Requirement -> Output the line that contains "Return one point for each instance of the blurred" and every line after it to the end of the entries, with nothing added or left out.

## begin Material

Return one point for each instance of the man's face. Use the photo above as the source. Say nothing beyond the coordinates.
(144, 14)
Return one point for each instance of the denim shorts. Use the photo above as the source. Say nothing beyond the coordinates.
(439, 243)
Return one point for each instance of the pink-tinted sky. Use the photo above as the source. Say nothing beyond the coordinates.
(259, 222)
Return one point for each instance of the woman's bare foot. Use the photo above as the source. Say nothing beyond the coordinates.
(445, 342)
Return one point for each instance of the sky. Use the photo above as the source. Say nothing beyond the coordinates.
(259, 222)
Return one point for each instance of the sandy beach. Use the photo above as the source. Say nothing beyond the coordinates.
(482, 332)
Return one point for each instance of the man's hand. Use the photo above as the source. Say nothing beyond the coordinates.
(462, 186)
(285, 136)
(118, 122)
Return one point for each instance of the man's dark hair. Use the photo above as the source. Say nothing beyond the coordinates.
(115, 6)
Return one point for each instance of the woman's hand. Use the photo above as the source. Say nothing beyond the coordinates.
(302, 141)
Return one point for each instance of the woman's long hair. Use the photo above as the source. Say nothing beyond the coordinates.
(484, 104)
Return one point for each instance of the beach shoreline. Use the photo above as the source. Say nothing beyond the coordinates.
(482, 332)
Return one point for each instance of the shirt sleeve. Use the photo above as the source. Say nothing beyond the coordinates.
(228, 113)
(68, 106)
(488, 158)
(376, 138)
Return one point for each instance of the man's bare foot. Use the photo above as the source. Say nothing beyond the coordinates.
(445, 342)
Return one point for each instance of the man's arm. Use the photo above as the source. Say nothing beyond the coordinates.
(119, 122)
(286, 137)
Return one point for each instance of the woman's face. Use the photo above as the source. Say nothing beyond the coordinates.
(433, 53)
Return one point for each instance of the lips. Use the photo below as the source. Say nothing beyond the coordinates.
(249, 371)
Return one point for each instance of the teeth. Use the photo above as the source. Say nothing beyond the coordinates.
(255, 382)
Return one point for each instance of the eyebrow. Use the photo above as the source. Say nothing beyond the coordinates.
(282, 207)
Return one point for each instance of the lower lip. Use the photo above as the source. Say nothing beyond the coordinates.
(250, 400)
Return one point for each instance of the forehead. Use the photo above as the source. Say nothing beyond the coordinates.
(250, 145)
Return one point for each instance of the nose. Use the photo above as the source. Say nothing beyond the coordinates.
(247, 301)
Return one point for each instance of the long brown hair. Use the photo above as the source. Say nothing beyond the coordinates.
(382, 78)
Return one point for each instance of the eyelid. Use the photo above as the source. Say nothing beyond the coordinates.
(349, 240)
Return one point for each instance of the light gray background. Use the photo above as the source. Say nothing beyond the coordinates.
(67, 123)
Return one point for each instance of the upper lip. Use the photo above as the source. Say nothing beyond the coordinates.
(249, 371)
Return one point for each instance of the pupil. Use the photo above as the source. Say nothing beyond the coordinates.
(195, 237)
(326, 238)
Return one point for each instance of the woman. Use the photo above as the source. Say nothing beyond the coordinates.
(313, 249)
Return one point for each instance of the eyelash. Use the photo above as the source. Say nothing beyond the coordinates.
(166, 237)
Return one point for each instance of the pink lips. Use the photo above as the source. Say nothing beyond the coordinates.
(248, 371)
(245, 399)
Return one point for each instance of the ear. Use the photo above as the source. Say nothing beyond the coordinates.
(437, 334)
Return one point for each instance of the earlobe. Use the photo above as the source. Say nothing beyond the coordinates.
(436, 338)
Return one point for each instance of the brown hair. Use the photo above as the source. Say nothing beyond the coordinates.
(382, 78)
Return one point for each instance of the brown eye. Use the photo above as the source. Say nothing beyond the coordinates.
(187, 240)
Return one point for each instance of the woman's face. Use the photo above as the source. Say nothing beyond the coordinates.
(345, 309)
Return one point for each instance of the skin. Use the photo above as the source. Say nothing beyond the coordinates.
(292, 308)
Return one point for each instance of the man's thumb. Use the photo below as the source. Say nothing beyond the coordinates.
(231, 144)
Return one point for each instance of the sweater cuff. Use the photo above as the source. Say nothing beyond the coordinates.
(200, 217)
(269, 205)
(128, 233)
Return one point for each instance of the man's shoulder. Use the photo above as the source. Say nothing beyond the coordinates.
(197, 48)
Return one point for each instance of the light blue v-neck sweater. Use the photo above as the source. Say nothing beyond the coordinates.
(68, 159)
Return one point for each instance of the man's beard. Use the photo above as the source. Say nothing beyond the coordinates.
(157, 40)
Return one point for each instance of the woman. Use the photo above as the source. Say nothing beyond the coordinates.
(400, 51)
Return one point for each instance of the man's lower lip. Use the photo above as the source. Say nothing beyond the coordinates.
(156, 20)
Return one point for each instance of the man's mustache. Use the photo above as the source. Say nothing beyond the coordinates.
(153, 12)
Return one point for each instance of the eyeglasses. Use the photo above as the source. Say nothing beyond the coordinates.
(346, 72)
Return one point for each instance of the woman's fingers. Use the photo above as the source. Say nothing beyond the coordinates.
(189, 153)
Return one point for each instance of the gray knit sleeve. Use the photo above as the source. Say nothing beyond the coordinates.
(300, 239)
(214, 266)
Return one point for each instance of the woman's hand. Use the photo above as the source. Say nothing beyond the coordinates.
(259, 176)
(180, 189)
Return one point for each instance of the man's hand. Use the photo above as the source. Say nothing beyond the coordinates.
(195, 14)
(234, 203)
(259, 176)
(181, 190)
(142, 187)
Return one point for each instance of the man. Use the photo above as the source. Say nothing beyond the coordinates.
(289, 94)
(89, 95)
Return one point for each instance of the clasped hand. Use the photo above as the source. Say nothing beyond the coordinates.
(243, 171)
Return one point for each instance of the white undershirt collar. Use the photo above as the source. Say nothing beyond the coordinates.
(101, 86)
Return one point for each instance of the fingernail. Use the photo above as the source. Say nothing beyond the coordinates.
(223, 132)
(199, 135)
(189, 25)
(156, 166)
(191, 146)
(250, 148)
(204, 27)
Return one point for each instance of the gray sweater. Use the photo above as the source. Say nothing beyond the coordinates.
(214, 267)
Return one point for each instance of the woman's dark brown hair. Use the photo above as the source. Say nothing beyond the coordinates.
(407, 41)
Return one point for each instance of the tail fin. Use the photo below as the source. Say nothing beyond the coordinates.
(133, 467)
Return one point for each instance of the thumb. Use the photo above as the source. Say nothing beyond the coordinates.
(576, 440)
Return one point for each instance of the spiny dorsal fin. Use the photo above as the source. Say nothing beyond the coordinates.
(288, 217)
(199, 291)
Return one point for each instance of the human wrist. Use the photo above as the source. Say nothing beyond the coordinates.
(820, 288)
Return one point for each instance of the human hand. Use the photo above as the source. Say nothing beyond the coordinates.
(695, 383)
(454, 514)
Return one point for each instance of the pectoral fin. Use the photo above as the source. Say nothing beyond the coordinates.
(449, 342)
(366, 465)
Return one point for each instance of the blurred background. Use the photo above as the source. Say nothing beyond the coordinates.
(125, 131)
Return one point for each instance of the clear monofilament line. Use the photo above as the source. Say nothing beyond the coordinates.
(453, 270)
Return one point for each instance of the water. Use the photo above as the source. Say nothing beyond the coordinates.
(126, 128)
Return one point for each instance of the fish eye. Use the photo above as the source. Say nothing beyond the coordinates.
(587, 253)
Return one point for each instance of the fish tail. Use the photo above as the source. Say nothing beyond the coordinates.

## end Material

Answer to the exercise ->
Return one point for each instance of the blurred background. Use the photo above as the source. Say nothing beyond the coordinates.
(125, 131)
Return one point for each instance of the clear monofilament line. Use the photo above as the source. Say nothing beyond the coordinates.
(453, 270)
Return one point for each instance of the water. Use the photo above as the source. Say nothing beyond the coordinates.
(126, 128)
Return one point for each instance of the fish eye. Use the photo above as the source. Say nothing beyond the coordinates.
(587, 253)
Return one point for each instance of the fish tail. Use the photo above as the source. Say nothing beyond the coordinates.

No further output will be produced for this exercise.